**Instructions for the task:** Reproduce the lines below word for word, in the same order.

/---

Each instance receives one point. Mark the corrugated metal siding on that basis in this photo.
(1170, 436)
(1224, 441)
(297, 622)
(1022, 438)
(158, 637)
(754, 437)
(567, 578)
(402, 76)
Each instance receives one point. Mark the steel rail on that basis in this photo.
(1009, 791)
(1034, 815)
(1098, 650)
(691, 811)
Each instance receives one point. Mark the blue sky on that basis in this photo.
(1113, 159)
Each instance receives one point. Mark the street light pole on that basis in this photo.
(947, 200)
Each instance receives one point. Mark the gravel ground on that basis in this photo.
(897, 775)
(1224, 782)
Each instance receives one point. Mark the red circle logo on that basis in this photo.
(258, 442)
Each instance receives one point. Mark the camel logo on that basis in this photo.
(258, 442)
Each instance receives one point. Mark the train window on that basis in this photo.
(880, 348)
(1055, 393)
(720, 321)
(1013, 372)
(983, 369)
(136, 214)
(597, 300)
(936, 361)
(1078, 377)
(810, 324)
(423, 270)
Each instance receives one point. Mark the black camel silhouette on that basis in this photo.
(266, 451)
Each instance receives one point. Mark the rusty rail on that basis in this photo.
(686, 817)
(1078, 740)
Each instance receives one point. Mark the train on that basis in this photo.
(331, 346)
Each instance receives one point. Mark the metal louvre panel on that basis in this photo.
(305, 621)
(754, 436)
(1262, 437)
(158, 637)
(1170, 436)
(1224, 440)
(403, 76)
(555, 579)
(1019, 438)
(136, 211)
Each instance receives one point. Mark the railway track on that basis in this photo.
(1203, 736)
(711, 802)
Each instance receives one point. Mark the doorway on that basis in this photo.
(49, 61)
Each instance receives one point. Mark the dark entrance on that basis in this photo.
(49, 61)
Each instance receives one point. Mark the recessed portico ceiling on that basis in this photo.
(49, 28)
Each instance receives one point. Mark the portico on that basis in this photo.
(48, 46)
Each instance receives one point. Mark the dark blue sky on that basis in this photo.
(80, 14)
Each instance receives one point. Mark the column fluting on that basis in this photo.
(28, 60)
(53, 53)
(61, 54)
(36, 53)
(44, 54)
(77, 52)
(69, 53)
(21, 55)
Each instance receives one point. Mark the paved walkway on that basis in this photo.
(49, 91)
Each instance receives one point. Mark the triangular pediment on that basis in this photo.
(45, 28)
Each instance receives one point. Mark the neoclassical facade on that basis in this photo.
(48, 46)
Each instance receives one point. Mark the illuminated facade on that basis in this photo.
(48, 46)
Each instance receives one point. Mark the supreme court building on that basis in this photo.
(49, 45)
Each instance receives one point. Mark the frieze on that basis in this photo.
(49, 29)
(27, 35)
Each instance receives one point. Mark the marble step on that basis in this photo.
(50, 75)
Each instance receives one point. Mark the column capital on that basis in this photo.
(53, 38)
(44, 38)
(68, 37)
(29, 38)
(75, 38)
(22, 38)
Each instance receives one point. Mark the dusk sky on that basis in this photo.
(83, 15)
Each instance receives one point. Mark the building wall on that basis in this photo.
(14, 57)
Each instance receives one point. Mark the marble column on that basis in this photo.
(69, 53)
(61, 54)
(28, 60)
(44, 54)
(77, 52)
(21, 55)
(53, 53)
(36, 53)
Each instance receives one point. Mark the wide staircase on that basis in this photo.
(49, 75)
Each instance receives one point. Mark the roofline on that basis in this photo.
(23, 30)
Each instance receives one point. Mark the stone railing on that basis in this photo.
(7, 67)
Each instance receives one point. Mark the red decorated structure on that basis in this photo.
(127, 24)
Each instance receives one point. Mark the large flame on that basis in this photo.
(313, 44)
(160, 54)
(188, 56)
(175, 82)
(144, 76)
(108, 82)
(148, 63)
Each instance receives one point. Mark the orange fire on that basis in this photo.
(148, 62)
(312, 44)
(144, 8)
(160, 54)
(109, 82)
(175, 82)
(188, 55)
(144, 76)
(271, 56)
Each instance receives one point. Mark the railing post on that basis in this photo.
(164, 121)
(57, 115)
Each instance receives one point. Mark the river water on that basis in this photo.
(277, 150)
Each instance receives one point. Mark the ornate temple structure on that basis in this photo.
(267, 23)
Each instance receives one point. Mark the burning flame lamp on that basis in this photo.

\---

**Worked solution:**
Each instance receives one point. Mark the corrugated metal siding on that basis in this photo.
(1170, 436)
(1224, 441)
(297, 622)
(1022, 438)
(158, 637)
(754, 437)
(567, 578)
(402, 76)
Each instance receives one point. Mark the steel rail on that basis in this photo.
(1009, 791)
(1034, 815)
(1098, 650)
(691, 811)
Each instance receives one point. Mark the blue sky on that basis in this photo.
(1113, 159)
Each instance receives one point. Mark the street light pole on that basis in this photo.
(947, 200)
Each instance receives one point. Mark the gravel ground on that basis in this photo.
(897, 775)
(1224, 782)
Each instance receives one point. Mark the red circle logo on that basis in this photo.
(258, 442)
Each instance receives one point. Mark the camel logo on that basis in this photo.
(258, 442)
Each instance receives one point. Mark the train window on that basis in this photo.
(880, 348)
(1055, 393)
(720, 321)
(1013, 372)
(983, 369)
(136, 214)
(597, 300)
(936, 361)
(1078, 377)
(810, 324)
(423, 270)
Each instance receives one point. Mark the black camel silhouette on that basis in this photo.
(266, 451)
Each instance receives one point. Mark the rusty rail on that basis in this photo.
(686, 817)
(1078, 740)
Each instance receives one point. Mark the train on that basis in this photo.
(331, 346)
Each instance receives one point. Mark the metal louvre panel on that basis in this photo.
(305, 621)
(754, 436)
(1262, 437)
(158, 637)
(1170, 436)
(1224, 440)
(403, 76)
(555, 579)
(1019, 438)
(136, 211)
Each instance receives one point. Mark the railway track on that basis in this photo.
(1203, 736)
(711, 802)
Each instance receives one point. Mark the doorway on that basis in this photo.
(49, 61)
Each instance receives one point. Mark the dark entrance on that basis in this photo.
(49, 61)
Each instance receives one point. Mark the recessed portico ceiling on that basis in this photo.
(49, 28)
Each instance receives one point. Mark the portico on that basis in this photo.
(48, 46)
Each instance receives one point. Mark the dark blue sky on that basis in this photo.
(80, 14)
Each instance receives one point. Mark the column fluting on that basis in this photo.
(28, 60)
(53, 53)
(61, 54)
(36, 53)
(44, 54)
(77, 52)
(69, 53)
(21, 55)
Each instance receives one point. Mark the paved walkway on that basis in this photo.
(49, 91)
Each instance receives one point. Mark the triangular pediment on that basis in this photo.
(45, 28)
Each instance receives one point. Mark the neoclassical facade on that basis in this photo.
(48, 46)
Each instance receives one point. Mark the illuminated facade on that basis in this photo.
(48, 46)
Each instance receives one point. Mark the supreme court building on that basis in this photo.
(49, 45)
Each instance receives one point. Mark the frieze on that basis in this photo.
(49, 29)
(27, 35)
Each instance receives one point. Mark the marble step on that basis in this photo.
(50, 75)
Each instance receives one point. Mark the column capital on that basis in this photo.
(53, 38)
(44, 38)
(68, 37)
(29, 38)
(75, 38)
(22, 38)
Each instance receives one point. Mark the dusk sky on that basis in this photo.
(83, 15)
Each instance receives one point. Mark the building wall on that basis in this photo.
(14, 57)
Each instance receives one point. Mark the marble column on that basis in this photo.
(69, 53)
(61, 54)
(28, 60)
(44, 54)
(77, 52)
(21, 55)
(53, 53)
(36, 53)
Each instance receives one point. Mark the wide staircase on that basis in this photo.
(49, 75)
Each instance receives one point. Mark the roofline on that basis in this photo.
(23, 30)
Each instance receives one point. Mark the stone railing on that basis in this photo.
(7, 67)
Each instance receives one point. Mark the red decorated structure on that basis in this photo.
(127, 24)
Each instance receives one point. Mark the large flame on that basis in this photo.
(313, 44)
(160, 54)
(188, 56)
(175, 82)
(144, 76)
(108, 82)
(148, 63)
Each instance receives one point. Mark the orange fire on that basis in this photo.
(148, 62)
(312, 44)
(144, 8)
(160, 54)
(109, 82)
(175, 82)
(188, 55)
(144, 76)
(271, 56)
Each instance receives one point. Mark the railing post on that basis in this photo.
(164, 121)
(57, 115)
Each instance receives one point. Mark the river water on that basis in this photo.
(277, 150)
Each instance receives one point. Mark the ornate temple structure on that basis in this photo.
(267, 23)
Each instance receives one point. Mark the burning flame lamp on that basis in this photo.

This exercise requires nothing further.